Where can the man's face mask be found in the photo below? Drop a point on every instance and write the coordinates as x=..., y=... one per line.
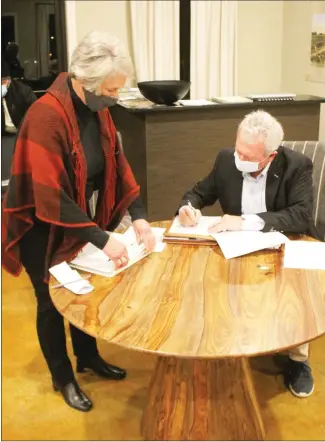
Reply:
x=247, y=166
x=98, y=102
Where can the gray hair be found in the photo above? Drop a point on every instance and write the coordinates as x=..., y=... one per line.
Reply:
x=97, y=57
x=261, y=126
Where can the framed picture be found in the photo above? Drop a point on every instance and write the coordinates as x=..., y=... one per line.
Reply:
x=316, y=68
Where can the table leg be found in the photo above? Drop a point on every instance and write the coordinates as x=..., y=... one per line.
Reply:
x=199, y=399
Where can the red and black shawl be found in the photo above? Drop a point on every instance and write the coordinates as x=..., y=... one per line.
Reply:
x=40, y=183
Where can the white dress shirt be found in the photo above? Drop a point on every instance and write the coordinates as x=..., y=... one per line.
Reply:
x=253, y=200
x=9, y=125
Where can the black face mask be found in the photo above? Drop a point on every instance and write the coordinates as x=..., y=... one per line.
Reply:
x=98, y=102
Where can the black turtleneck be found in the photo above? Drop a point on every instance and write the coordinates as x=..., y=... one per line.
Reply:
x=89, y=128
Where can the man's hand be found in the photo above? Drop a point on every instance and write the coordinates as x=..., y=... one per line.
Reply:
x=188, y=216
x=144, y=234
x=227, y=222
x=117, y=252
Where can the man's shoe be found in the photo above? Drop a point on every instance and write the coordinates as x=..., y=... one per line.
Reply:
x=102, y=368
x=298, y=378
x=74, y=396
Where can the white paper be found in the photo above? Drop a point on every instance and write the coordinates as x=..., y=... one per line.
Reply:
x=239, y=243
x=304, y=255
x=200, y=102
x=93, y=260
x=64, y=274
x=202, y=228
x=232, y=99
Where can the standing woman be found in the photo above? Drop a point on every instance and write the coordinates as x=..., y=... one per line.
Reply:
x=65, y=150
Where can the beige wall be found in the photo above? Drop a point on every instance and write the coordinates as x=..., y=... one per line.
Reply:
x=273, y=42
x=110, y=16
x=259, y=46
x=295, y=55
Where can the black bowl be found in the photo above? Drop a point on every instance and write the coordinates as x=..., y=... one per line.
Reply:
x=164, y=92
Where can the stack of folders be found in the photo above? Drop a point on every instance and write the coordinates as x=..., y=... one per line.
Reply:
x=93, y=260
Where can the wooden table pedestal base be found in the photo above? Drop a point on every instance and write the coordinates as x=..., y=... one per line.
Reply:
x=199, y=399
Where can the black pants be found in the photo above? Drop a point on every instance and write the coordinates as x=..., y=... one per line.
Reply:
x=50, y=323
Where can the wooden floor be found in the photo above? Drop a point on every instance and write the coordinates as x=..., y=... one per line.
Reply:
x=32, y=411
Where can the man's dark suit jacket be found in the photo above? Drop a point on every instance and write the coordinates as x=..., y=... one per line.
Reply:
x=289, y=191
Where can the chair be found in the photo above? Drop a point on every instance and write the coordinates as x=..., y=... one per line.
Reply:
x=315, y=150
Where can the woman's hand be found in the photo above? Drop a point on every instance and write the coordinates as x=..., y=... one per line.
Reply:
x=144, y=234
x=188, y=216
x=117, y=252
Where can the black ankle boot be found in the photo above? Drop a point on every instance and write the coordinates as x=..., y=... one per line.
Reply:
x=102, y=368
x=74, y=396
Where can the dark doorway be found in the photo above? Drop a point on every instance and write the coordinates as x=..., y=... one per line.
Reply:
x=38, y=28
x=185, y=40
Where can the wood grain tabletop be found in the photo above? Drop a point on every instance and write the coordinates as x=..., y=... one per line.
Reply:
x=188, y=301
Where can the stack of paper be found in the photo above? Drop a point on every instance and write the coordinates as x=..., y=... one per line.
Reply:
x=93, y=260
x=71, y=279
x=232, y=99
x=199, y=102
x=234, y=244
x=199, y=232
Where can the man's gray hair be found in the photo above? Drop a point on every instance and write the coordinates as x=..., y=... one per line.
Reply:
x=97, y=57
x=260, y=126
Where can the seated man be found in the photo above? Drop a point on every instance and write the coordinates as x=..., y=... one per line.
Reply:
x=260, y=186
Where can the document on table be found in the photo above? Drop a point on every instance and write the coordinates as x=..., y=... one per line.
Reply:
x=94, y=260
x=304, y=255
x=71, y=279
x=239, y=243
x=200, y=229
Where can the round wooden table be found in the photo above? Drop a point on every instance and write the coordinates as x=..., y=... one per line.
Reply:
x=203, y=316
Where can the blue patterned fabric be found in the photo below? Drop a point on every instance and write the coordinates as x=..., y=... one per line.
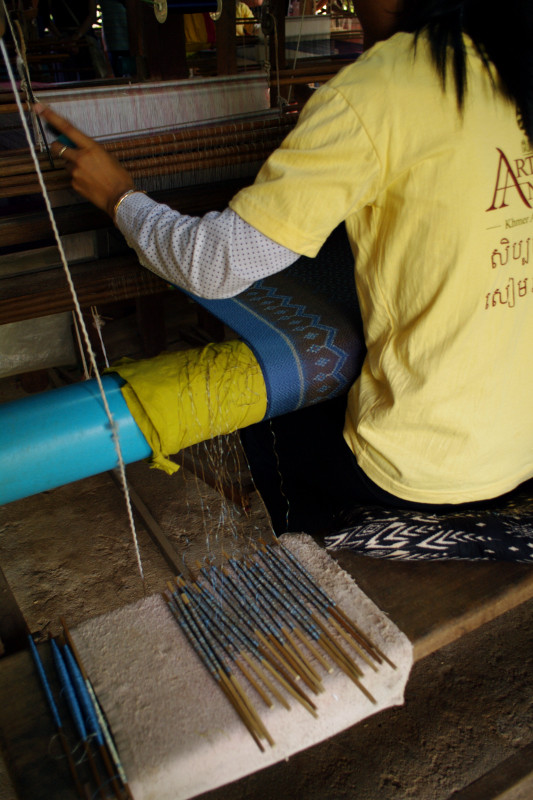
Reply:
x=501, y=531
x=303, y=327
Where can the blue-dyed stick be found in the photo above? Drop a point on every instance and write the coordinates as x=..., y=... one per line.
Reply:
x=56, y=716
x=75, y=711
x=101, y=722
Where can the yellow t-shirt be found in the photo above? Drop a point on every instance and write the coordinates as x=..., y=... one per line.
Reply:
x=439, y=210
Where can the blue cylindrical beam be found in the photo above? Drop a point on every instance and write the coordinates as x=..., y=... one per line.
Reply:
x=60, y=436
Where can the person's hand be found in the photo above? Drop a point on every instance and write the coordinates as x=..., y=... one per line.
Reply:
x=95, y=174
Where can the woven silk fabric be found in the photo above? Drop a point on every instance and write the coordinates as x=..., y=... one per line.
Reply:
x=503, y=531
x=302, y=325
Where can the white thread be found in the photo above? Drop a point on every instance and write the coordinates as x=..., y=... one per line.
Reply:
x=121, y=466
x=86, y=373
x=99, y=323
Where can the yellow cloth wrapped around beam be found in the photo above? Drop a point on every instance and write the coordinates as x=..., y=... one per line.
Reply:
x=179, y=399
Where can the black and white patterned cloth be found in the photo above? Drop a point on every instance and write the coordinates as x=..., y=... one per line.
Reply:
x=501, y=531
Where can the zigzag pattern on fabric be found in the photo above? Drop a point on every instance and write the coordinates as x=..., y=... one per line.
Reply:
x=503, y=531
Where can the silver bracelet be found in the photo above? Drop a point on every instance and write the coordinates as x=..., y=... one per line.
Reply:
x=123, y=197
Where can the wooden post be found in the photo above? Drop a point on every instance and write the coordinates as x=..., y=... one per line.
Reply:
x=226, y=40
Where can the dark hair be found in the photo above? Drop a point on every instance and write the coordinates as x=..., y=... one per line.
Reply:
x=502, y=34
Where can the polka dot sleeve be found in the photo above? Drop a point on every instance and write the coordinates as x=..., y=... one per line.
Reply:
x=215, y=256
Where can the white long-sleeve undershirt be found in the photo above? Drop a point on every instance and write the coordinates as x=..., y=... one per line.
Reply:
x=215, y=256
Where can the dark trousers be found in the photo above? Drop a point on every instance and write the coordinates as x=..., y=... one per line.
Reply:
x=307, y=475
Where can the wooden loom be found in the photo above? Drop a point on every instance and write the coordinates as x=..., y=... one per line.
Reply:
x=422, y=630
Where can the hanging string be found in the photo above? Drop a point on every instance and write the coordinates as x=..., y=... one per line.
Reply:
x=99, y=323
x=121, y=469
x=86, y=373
··········
### Required work
Copy out every line in the part that opens with the line containing "Where can the yellow t-shirt" and closes with the one containing "x=95, y=174", both included, with the items' requests left unchanged. In the answers, multiply each x and y coordinate by 2.05 and round it to a whole number, with halves rounded up.

### Solution
Where can the yellow t-shirt be found in the photo above? Drop a point on every instance and write the coordinates as x=..., y=... one per line.
Reply:
x=900, y=431
Where can the blue cylindrical beam be found in the photo above? Drop a point on every instance and write the coordinates as x=..., y=... one per line.
Reply:
x=123, y=894
Where can the person's hand be found in the photo above? Drop a point on every instance and write the coordinates as x=..., y=... one per line.
Reply:
x=195, y=357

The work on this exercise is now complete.